Texto seleccionado –

==========

Probablemente sea este elemento el central que A. buscaba desplegar en el espacio lúdico de terapia, en contraposición con lo que le acontecía en su casa, con su familia conviviente, y lo que le sucedía en los espacios terapéuticos con las mencionadas psicóloga y fonoaudióloga, quienes le “enseñaban” al niño a jugar, a hacer, es decir, lo confinaban al lugar de objeto.4

Con esto que escribo observo que el cambio de horarios parece ser algo así como una excusa, como lo que da el pie a las figuras maternales para mantener al margen los esbozos de cambio que se podían perfilar.

Errado, en relación a la institución.

         La institución desconocía absolutamente la posición terapéutica que yo adoptaba en el campo de trabajo; me habían convocado porque una profesional en común que nos había conectado, pero desconocían demasiado.5

A su vez, las profesionales, parecían no querer hablar del asunto que nos reunía. Digo esto porque, en todos los momentos que pretendí armar un encuentro de intercambio, se plantearon dificultades de parte de ellas. Estas eran de horarios (no dudo que estuvieran ocupadas), pero quien realmente tiene una posición adoptada para encarar el trabajo asume las responsabilidades y busca el modo efectuar un seguimiento del tratamiento de sus pacientes. 6

En correspondencia con lo que vengo desarrollando, se me presenta como necesario marcar la posición que yo ocupaba en relación a la institución, que verdaderamente no era dentro ni fuera, sino en un punto intermedio bastante nebuloso. No era parte de la institución (aunque de algún modo trabajaba para aquella); no era invitado a las reuniones que desarrollaba el equipo en conjunto; no trabajaba en el mismo espacio físico; no compartía el marco que sustentaba su práctica; etc. Por todo esto el lugar que ocupaba era confuso, creo para ambas partes. Estos aspectos también llevaron, como por añadidura, a la retirada, de parte de la familia del paciente, del espacio de Musicoterapia.

A su vez, otros puntos se planteaban como complejos: que el abordaje fuera domiciliario no estaba fundamentado. El paciente concurría dos veces por semana a la institución para las otras especialidades, y esto no era motivo para que no fuera una vez más, o que permaneciera un tiempo extra en la misma. Esto también me ubicaba en un lugar intermedio en relación al formar parte, o no, de la institución.

Yo había decidido aceptar, en primer término, el trabajo domiciliario como punto de partida de la evaluación. Me tomaba un tiempo para observar las condiciones en las cuales se desarrollaba el trabajo y decidir si atender al paciente o no. Era una decisión tomada (de mi lado) el requerir a la institución que las sesiones comenzaran a llevarse a cabo en consultorio a la brevedad. Esto, imagino, también habría resultado problemático.

==========

Preguntas de lectura –
[1] En el texto sobre el caso de musicoterapia, ¿cuántas veces por semana iba el paciente a la institución para las otras especialidades?
[2] Sigue escribiendo el texto sobre el caso de musicoterapia a partir de su última oración.

==========

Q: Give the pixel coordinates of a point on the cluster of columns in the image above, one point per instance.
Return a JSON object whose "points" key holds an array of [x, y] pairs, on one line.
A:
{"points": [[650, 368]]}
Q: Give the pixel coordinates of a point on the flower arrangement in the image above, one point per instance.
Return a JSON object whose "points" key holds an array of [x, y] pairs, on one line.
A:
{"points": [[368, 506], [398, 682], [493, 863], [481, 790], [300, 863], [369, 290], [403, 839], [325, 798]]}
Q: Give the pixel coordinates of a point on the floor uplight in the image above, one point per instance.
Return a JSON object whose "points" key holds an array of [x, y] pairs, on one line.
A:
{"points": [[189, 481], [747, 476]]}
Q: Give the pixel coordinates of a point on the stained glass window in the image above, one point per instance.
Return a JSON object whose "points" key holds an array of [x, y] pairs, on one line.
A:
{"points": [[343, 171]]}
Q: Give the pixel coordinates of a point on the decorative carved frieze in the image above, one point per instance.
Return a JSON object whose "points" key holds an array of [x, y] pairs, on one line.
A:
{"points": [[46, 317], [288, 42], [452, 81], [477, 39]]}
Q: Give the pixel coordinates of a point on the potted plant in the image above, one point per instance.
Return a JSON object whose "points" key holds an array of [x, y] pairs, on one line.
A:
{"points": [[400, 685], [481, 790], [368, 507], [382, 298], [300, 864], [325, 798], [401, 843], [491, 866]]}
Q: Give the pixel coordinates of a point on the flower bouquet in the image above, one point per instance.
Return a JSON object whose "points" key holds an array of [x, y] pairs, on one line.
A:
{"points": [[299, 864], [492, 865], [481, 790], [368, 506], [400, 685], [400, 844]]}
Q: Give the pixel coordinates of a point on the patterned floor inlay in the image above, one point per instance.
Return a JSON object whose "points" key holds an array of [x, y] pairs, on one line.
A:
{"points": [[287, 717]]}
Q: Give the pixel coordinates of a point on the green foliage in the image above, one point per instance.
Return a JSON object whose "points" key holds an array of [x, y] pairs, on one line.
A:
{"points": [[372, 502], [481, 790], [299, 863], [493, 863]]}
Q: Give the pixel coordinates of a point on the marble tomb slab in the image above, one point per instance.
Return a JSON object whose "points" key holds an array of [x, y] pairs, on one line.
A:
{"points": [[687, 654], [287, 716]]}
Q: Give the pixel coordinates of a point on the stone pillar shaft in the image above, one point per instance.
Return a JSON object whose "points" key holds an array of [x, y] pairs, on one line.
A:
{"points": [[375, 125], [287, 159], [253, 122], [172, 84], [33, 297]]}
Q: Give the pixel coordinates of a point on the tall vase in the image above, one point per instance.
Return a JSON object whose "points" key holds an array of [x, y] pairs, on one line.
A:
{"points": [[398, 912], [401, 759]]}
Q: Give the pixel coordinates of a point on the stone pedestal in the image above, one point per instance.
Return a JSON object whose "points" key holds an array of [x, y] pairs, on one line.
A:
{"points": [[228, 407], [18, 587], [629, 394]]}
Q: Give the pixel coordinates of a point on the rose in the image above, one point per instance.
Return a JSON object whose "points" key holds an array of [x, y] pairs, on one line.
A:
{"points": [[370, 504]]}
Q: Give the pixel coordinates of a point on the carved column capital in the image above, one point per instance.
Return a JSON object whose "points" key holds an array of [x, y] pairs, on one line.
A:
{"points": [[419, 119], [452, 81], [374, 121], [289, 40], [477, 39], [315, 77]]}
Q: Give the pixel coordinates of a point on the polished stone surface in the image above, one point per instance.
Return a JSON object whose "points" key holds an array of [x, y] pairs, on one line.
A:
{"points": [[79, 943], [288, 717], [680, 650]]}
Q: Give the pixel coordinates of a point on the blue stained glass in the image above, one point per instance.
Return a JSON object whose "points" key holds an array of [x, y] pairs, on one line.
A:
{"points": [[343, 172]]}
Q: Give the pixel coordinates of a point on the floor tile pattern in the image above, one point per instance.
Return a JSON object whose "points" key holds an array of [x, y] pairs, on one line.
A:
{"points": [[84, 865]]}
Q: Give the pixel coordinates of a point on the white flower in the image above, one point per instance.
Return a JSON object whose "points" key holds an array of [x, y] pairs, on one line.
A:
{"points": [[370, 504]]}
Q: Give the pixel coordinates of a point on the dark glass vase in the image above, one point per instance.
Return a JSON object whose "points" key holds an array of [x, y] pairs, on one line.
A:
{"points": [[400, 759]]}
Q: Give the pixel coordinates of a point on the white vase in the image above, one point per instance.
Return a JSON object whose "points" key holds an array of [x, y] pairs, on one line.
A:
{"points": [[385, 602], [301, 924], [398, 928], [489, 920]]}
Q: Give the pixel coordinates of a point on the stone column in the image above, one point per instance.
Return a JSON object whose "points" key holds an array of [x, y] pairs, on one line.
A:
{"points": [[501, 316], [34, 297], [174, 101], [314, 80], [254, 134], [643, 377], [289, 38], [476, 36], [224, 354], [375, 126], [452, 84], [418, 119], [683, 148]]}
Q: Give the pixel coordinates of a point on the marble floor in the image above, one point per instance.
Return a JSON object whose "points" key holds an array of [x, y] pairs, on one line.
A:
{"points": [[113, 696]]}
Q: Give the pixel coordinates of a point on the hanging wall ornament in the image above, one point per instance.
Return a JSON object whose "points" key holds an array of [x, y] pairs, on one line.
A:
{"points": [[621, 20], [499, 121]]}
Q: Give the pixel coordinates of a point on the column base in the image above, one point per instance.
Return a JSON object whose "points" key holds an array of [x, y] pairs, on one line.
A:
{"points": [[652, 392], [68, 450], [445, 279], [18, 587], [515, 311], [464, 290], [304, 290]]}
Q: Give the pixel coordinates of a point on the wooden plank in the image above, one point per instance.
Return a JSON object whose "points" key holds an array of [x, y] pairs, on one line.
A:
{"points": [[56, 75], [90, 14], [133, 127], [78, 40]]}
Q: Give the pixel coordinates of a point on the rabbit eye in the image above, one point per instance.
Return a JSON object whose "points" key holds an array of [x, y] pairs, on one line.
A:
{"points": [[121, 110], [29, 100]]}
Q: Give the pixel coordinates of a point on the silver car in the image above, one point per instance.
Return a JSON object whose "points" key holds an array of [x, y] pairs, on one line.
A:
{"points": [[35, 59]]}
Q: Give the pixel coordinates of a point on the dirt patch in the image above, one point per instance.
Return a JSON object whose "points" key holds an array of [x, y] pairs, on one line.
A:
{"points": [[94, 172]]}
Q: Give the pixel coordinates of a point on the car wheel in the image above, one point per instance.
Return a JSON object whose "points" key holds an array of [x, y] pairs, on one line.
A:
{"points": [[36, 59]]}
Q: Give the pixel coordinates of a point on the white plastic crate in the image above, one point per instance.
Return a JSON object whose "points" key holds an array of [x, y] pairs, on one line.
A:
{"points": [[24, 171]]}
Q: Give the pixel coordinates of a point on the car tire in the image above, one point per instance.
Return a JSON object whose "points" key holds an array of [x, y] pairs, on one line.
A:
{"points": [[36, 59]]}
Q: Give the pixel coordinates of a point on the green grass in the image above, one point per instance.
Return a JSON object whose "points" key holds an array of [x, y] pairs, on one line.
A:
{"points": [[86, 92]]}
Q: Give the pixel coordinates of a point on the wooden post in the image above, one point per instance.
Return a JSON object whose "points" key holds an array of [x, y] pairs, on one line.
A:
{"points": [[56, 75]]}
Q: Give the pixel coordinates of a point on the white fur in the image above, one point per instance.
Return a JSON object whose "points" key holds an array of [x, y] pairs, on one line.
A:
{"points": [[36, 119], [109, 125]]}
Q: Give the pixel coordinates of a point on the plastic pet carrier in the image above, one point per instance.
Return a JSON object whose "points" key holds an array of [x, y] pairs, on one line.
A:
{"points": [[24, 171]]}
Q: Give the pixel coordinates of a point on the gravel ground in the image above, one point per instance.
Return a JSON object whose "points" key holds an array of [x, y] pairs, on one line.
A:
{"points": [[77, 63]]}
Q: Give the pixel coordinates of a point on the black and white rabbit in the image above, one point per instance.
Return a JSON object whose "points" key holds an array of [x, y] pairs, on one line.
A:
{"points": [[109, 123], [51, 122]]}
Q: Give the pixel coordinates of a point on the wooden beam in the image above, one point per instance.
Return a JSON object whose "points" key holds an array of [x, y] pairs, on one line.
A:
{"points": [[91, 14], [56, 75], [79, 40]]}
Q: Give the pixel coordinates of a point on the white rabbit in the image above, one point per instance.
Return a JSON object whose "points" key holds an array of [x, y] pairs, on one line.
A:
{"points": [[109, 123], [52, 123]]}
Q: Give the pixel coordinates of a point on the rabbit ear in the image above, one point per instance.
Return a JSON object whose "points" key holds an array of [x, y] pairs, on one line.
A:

==========

Respuestas del ejercicio –
[1] Dos veces por semana.

[2]
En resumen, las condiciones indispensables de posición dentro de la institución y encuadre (con todo lo que aquel comprende) no estaban dadas para que el abordaje del paciente partiera de buen puerto. A la vez, el lazo transferencial con la familia no estaba sustentado, ya que yo hablaba con la abuela, quien luego marcaba carecer de poder de decisión; y quien sí lo tenía no hablaba conmigo sino con la institución, la cual, a su vez, no me contactaba. Todo esto hacía presuponer, visto ahora retroactivamente, que el tratamiento de Musicoterapia caería.

 

Buenos Aires, Marzo de 2006.

   

Notas actuales 

1 En la actualidad me pregunto acerca de esto: creo que hubiera resultado interesante a los efectos de la construcción del caso contar con más texto en relación a esta sentencia, que suena enigmática (y a muchos otros puntos).

2 No considero esto de un modo tan firme actualmente. Aunque destaco la pertinencia de la diferenciación de contextos para arribar a tales cuestiones.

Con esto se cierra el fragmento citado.